*** Opening of MATERIAL FOR THIS TASK ***

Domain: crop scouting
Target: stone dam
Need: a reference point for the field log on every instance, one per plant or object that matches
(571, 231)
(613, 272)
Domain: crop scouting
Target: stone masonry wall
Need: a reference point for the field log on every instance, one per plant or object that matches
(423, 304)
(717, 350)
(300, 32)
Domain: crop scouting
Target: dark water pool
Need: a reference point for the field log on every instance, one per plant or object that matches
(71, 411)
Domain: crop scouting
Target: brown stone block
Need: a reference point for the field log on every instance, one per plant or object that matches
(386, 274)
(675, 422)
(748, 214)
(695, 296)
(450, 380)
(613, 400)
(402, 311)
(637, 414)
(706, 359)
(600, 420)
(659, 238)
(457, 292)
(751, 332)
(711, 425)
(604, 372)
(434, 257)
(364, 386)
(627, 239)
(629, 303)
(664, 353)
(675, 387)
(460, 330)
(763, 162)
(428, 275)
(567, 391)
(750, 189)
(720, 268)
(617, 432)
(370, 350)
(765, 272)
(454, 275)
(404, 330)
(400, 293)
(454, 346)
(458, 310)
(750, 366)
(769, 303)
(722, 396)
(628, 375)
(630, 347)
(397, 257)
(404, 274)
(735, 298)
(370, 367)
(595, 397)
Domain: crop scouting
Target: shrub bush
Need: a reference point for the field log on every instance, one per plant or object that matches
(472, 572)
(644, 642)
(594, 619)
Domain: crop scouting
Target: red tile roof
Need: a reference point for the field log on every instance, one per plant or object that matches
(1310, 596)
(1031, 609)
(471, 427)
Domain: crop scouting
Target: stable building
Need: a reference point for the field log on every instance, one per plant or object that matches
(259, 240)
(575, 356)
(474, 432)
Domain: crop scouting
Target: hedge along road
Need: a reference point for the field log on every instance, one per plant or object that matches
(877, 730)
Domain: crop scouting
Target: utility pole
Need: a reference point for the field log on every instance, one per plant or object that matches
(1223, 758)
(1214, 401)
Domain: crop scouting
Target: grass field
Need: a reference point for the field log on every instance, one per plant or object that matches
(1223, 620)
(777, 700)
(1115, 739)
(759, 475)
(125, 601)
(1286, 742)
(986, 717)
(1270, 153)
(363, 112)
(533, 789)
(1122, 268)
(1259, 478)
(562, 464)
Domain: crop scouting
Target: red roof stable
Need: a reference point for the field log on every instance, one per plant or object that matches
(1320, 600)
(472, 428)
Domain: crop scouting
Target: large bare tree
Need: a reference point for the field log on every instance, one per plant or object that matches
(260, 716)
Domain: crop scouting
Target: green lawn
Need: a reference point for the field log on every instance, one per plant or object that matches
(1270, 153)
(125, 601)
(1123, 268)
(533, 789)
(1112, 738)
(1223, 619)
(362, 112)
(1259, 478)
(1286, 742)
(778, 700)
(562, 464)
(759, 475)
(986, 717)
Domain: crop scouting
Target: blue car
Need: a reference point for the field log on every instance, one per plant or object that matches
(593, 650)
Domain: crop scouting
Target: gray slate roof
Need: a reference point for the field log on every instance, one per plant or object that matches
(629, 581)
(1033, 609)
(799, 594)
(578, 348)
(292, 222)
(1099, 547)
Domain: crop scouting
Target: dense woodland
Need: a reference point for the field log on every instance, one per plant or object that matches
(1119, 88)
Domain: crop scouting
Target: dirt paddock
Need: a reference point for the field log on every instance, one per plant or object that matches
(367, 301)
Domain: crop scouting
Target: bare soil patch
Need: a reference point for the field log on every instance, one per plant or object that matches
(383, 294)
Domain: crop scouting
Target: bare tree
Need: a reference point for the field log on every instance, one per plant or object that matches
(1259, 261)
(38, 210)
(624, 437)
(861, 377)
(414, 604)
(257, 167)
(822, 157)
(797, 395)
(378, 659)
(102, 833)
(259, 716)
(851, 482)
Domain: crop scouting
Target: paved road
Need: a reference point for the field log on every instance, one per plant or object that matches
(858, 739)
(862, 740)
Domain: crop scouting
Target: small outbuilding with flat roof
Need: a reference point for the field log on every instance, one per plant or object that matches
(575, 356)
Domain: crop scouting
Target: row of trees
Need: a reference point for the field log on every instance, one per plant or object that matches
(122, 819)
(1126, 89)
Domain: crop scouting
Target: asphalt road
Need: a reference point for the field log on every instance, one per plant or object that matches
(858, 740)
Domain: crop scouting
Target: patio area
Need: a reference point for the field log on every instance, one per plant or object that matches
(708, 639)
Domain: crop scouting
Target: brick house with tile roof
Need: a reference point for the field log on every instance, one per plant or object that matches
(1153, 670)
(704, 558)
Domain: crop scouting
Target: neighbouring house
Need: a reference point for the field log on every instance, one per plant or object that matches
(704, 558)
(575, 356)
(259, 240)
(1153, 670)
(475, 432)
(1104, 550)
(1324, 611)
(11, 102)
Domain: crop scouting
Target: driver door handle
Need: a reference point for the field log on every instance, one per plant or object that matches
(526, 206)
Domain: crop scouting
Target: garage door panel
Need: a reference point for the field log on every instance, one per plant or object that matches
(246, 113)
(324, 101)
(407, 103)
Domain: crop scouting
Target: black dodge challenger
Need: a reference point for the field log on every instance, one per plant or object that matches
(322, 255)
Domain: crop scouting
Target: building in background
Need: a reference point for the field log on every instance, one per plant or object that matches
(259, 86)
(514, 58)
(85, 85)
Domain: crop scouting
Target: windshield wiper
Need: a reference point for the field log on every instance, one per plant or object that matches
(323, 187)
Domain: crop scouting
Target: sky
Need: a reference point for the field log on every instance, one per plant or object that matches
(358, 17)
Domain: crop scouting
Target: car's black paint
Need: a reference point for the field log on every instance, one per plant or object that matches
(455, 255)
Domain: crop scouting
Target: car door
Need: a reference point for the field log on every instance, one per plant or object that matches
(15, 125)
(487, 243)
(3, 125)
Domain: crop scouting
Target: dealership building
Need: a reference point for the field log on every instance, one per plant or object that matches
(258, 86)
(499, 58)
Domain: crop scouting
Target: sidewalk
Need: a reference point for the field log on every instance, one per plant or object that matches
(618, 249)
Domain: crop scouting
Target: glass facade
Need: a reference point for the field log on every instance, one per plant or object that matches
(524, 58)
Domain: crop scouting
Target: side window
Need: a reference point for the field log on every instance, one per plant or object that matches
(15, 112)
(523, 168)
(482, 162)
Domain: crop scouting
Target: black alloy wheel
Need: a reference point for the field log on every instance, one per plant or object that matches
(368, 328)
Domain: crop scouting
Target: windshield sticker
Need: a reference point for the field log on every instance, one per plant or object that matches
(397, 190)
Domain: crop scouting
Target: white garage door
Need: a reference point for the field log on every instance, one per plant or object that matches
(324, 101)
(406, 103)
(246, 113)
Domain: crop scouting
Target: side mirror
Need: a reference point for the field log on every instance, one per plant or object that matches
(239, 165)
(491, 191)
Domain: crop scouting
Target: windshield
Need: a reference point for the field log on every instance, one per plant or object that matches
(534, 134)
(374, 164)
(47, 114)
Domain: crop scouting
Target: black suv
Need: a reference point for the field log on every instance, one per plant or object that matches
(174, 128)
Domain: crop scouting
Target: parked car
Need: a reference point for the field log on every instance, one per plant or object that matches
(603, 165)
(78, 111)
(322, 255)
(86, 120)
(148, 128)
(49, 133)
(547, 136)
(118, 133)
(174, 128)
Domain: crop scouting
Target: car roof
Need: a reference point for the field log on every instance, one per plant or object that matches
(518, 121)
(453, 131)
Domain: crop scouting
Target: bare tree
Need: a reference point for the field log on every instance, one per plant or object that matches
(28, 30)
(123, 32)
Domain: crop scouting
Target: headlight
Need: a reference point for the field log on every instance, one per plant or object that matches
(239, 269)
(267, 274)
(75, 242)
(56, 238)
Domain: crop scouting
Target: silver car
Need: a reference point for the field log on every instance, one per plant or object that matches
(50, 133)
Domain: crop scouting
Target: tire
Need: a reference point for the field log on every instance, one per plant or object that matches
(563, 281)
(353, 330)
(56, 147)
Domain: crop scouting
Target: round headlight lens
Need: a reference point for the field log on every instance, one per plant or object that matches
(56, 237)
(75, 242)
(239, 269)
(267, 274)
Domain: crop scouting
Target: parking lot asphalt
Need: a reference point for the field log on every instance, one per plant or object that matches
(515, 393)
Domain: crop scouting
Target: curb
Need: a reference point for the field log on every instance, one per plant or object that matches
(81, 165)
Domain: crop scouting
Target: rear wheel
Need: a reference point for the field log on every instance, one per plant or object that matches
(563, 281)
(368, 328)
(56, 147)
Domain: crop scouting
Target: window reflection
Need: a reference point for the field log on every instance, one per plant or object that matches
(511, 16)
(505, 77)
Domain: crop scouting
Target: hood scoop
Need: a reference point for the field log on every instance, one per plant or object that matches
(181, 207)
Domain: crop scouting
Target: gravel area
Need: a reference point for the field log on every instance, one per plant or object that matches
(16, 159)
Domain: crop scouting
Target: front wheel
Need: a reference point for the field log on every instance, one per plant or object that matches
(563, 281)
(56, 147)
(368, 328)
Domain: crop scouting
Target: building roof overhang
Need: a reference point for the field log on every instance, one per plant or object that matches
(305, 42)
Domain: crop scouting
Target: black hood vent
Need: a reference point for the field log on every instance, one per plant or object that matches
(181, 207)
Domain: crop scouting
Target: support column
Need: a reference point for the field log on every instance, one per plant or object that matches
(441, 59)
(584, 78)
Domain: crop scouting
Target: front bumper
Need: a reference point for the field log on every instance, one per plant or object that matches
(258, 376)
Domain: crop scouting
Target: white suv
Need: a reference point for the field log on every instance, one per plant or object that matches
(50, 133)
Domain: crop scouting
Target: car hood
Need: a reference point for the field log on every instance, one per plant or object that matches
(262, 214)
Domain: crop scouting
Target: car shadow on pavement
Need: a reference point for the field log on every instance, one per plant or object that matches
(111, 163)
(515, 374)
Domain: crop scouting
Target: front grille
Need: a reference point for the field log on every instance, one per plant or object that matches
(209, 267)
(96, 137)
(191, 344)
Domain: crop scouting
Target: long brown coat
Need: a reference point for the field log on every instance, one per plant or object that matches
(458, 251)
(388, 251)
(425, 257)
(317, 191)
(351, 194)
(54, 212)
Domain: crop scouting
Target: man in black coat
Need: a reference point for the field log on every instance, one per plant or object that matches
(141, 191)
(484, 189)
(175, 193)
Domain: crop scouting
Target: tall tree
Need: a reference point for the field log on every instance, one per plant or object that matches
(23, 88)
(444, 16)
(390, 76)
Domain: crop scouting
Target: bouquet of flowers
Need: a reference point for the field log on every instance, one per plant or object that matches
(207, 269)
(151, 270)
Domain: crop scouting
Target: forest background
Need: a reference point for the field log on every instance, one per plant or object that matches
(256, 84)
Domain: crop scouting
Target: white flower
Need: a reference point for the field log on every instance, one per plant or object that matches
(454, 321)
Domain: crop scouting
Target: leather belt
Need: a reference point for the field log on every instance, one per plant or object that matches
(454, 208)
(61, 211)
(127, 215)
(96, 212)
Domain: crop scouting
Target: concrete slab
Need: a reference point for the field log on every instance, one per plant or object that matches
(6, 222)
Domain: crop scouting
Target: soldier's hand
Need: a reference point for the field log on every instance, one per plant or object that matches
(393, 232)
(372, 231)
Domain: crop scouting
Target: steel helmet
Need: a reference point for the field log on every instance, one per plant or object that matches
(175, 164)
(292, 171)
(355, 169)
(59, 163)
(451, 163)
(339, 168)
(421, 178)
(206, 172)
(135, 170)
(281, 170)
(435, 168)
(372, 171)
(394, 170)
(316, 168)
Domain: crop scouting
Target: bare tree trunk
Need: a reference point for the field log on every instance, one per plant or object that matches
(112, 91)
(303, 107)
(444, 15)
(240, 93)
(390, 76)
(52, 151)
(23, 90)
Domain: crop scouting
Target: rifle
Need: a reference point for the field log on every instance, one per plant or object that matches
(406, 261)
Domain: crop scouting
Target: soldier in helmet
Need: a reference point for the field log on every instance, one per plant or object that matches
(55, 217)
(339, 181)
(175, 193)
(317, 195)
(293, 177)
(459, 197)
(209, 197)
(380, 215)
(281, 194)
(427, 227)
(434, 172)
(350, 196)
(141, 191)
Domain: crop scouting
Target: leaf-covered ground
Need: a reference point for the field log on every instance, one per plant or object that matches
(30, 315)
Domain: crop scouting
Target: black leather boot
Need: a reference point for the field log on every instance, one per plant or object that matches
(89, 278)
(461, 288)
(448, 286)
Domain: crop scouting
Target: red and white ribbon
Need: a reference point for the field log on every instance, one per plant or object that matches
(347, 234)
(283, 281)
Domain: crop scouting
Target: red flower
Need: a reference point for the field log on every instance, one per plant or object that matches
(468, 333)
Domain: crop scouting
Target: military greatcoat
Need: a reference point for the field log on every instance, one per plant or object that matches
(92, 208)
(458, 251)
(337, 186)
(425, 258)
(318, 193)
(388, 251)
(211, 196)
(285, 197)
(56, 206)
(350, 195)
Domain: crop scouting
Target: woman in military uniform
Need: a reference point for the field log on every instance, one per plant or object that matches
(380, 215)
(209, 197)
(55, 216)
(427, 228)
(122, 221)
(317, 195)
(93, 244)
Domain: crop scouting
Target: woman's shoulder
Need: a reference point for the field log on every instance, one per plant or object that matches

*** Close of MATERIAL FOR THIS TASK ***

● EXERCISE INSTRUCTIONS
In the data above, repeat exactly each line from the first through the line that contains "Target: stone masonry wall", and give nothing else.

● ANSWER SPACE
Domain: crop scouting
Target: stone dam
Need: a reference point for the field log on every instance, one per plant or object that matches
(571, 231)
(613, 272)
Domain: crop scouting
Target: stone masonry wall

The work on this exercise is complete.